(SOURCE RECORDS begins)

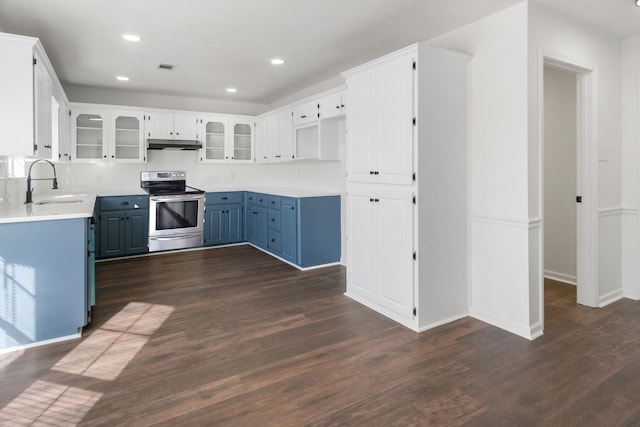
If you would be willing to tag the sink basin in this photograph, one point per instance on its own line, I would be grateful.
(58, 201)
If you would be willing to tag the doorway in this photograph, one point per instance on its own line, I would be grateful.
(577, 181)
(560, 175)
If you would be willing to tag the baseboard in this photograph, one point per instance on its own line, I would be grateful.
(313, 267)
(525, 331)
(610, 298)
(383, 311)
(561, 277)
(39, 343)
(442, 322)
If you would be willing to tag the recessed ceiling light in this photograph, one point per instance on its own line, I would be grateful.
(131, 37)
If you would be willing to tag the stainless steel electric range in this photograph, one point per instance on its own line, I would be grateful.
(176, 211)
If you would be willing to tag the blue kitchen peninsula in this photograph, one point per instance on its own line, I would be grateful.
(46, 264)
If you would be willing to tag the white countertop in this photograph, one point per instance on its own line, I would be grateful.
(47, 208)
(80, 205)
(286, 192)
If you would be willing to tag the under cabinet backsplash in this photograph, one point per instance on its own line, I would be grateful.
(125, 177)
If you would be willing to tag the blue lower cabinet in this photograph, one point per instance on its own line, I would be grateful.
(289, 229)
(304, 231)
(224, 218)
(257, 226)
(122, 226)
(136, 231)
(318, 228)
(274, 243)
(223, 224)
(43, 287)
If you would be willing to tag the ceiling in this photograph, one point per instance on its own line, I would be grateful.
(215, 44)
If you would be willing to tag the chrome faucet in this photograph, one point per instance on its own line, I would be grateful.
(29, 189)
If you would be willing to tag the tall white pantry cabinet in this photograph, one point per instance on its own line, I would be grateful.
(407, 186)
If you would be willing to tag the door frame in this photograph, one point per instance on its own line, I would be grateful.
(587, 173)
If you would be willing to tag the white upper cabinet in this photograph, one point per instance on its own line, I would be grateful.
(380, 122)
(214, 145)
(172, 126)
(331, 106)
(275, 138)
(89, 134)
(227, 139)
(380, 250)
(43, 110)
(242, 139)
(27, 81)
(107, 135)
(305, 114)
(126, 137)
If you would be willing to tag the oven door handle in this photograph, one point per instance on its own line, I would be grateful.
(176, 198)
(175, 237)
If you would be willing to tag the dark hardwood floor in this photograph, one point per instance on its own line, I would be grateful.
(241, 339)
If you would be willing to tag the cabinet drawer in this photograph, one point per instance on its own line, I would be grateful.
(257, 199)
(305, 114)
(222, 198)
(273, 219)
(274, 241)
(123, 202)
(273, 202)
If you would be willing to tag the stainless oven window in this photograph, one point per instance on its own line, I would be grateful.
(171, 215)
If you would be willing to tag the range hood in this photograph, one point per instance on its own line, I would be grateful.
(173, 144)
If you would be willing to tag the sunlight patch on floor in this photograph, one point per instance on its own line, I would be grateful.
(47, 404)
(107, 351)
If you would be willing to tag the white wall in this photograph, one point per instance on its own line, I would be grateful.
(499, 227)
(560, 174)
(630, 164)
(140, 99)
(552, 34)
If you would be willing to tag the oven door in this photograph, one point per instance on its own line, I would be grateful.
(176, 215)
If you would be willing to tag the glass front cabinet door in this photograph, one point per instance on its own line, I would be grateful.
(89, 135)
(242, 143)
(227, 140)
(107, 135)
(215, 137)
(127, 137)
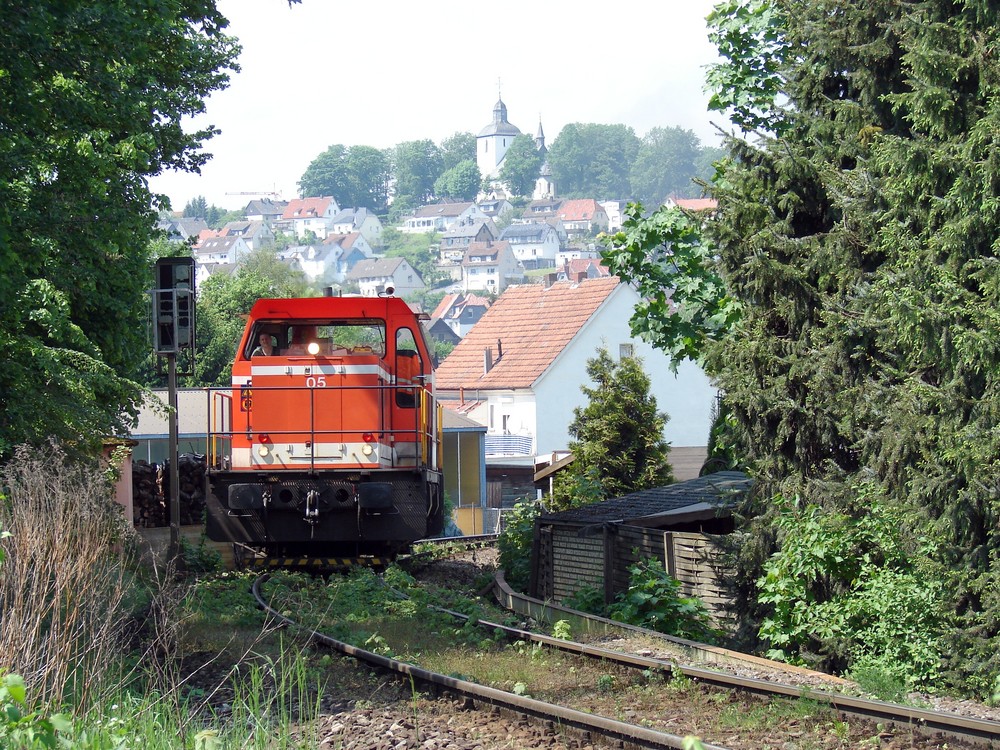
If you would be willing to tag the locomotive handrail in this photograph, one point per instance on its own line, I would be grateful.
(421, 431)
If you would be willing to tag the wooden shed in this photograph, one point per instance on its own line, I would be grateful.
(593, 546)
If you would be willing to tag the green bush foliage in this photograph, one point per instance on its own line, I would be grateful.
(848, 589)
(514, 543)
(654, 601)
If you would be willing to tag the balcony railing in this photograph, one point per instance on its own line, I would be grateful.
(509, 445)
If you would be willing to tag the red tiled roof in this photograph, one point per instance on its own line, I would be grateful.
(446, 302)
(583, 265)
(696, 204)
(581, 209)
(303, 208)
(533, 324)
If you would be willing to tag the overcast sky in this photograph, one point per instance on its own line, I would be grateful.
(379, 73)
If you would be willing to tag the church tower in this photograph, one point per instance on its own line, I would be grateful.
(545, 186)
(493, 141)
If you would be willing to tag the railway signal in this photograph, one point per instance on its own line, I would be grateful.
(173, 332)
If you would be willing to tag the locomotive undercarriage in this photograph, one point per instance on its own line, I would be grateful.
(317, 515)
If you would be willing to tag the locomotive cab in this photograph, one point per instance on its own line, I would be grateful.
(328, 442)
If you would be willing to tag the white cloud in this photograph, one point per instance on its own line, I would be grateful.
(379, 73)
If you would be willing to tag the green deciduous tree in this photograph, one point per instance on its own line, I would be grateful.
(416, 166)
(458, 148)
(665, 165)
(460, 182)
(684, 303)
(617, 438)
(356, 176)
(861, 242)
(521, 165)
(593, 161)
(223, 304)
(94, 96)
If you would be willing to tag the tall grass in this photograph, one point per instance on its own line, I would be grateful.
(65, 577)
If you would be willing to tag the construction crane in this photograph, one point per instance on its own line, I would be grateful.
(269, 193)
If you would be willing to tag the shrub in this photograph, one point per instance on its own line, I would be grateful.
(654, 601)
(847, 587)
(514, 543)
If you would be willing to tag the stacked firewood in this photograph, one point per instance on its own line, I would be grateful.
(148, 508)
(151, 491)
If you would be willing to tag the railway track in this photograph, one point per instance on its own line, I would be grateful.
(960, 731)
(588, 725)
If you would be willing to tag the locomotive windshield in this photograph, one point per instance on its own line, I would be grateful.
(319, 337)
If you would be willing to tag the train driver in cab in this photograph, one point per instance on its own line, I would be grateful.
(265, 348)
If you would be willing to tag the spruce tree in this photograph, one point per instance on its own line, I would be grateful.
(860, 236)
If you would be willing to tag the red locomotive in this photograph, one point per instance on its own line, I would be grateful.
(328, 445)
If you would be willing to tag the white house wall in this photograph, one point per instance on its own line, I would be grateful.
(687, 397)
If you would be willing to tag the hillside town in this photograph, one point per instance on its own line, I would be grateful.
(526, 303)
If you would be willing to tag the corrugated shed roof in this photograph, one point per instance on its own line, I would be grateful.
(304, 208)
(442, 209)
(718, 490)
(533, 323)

(SOURCE RECORDS ends)

▸ **TASK PROMPT**:
Only the records themselves, retyped exactly, belong in the answer; please leave all images behind.

▸ **ANSWER TO THE PROBLEM**:
If you would be willing to tag the sink basin in this photograph, one point per instance on its own line, I would be grateful.
(58, 201)
If you would be willing to tag the doorway in this photograph, one point per instance on its own line, I would be grateful.
(577, 181)
(560, 175)
If you would be willing to tag the baseboard in this photograph, one point per instance on its own line, I would be grateful.
(313, 267)
(525, 331)
(610, 298)
(383, 311)
(561, 277)
(39, 343)
(442, 322)
If you would be willing to tag the recessed ceiling light in this photograph, one point per instance on its own line, I would be grateful.
(131, 37)
If you would be willing to tag the stainless steel electric range in this photograph, one point per instance on its own line, I would be grateful.
(176, 211)
If you would be willing to tag the blue kitchen peninsula in this photograph, one point per instance on its own line, I would be grateful.
(46, 264)
If you would be willing to tag the white countertop in this photograph, one point per instance on its own line, I would be grateful.
(47, 208)
(80, 205)
(286, 192)
If you would be willing to tag the under cabinet backsplash in this photograph, one point per instance on its own line, I would be grateful.
(125, 177)
If you would be willing to tag the blue lower cabinet in this photograph, one point per instance on its own line, I would be grateful.
(289, 229)
(304, 231)
(224, 218)
(257, 226)
(122, 226)
(136, 231)
(318, 228)
(274, 243)
(223, 224)
(43, 287)
If you would be willing to tag the ceiling in this photograph, one point per instance on its own line, I would be grateful.
(215, 44)
If you would be willing to tag the chrome faucet in this photograph, one point per instance on its own line, I would be grateful.
(29, 189)
If you would be willing to tag the tall white pantry cabinet in this photograph, one point per instance on its own line, I would be grateful.
(407, 186)
If you would be willing to tag the door frame in this photograph, one point per instance on its own line, I would be grateful.
(587, 173)
If you would be willing to tag the white upper cabinet in this photograph, one point per instance on its own line, I would be grateful.
(380, 122)
(214, 145)
(172, 126)
(331, 106)
(275, 138)
(89, 134)
(227, 139)
(380, 250)
(43, 110)
(242, 139)
(27, 81)
(107, 135)
(305, 114)
(126, 137)
If you would be willing to tag the oven door handle in this photograph, one point per instance on its own line, I would be grateful.
(176, 198)
(175, 237)
If you would be willing to tag the dark hardwood floor in this photograph, one point per instance on its own line, I would be grateful.
(241, 339)
If you would be willing to tag the cabinet drawer in this photograph, one point per instance on its own line, I would be grateful.
(257, 199)
(305, 114)
(222, 198)
(273, 219)
(274, 241)
(123, 202)
(273, 202)
If you would be willing to tag the stainless oven window in this photograph, one point per instance on its own line, I would be grateful.
(171, 215)
If you would be willing to tag the range hood in this photograph, one point per instance on its own line, I would be grateful.
(173, 144)
If you would be willing to tag the sunlight patch on floor in this photograph, one point per instance on its own line, I would be grateful.
(47, 404)
(107, 351)
If you would be willing to tag the white wall in this photograph, one point per instance on its own line, I would be grateful.
(499, 227)
(560, 174)
(630, 164)
(140, 99)
(552, 34)
If you would be willing to tag the oven door in this photograph, one point per instance on its own line, I would be grateful.
(176, 215)
If you would be willing to tag the glass front cabinet door in this photograph, one point per instance on its own line, I would be grateful.
(89, 135)
(242, 143)
(227, 140)
(107, 135)
(215, 137)
(127, 137)
If you would be willing to tag the locomotive handrail in this photograph, one point per instance on its own line, I would be grateful.
(421, 431)
If you would be willing to tag the wooden shed in this photograph, one point per instance on its own line, I would be grateful.
(593, 546)
If you would be willing to tag the green bush foliage in this photograph, one point per instance on its own line, I would be grateful.
(848, 589)
(514, 543)
(654, 601)
If you would be willing to tag the balcony railing in this photograph, one point per instance on its own line, I would be grateful.
(509, 445)
If you would be willing to tag the red tiled roof in this photograph, one point per instance on its own line, I would be grateful.
(446, 302)
(583, 265)
(696, 204)
(581, 209)
(303, 208)
(533, 324)
If you would be willing to tag the overcast sky in this photograph, one point per instance on its own line, I would be grateful.
(379, 73)
If you would be willing to tag the church tower in this photograph, one point per instance on its own line, I would be grateful.
(545, 186)
(493, 141)
If you would be willing to tag the railway signal in this photograph, one point per instance on its own line, I would be grateful.
(173, 332)
If you would be willing to tag the locomotive undercarriage in this photograph, one point per instance on its own line, I would be grateful.
(317, 515)
If you would be willing to tag the locomotive cab in this photograph, one point per instance on its own line, I would be grateful.
(328, 442)
If you would be willing to tag the white cloud in this photograph, one point per instance on its own line, I would be grateful.
(379, 73)
If you would be willing to tag the green deciduous tree in this photograph, one point per instance on its own line, I would be grateful.
(416, 166)
(458, 148)
(665, 165)
(460, 182)
(684, 303)
(617, 438)
(356, 176)
(861, 242)
(521, 165)
(593, 161)
(223, 304)
(94, 96)
If you would be willing to tag the tall grass in this photograph, one point per instance on its own line, I would be grateful.
(65, 577)
If you would be willing to tag the construction crane in this photograph, one point per instance on its own line, I would be grateful.
(269, 193)
If you would be willing to tag the shrub in this photograph, one point per instance on its own line, I would be grateful.
(654, 601)
(847, 587)
(514, 543)
If you would be willing to tag the stacked firewood in this photograph, one point per instance on its own line, I would be grateful.
(148, 508)
(151, 491)
If you would be willing to tag the railway track in this photograph, one point per instance on its own line, I would be grateful.
(960, 731)
(588, 725)
If you would be willing to tag the locomotive windshield in this photograph, one point per instance on its own line, I would be grateful.
(319, 337)
If you would be willing to tag the train driver in cab in this photograph, one point per instance on its own line, I would be grateful.
(265, 348)
If you would be willing to tag the spruce tree in this photograph, one point per instance on its own line, I would be grateful.
(860, 236)
If you would be willing to tag the red locomotive in this photograph, one point per instance on its own line, I would be grateful.
(328, 445)
If you would be willing to tag the white house wall in this photograph, one point per instance on its own line, I would be grateful.
(687, 397)
If you would be willing to tag the hillside town in this photograph, one point per instance on its own line, I would be grateful.
(526, 303)
If you would be willing to tag the corrugated shed roof in this photograph, one point per instance on its own line, I would be grateful.
(304, 208)
(442, 209)
(718, 490)
(533, 323)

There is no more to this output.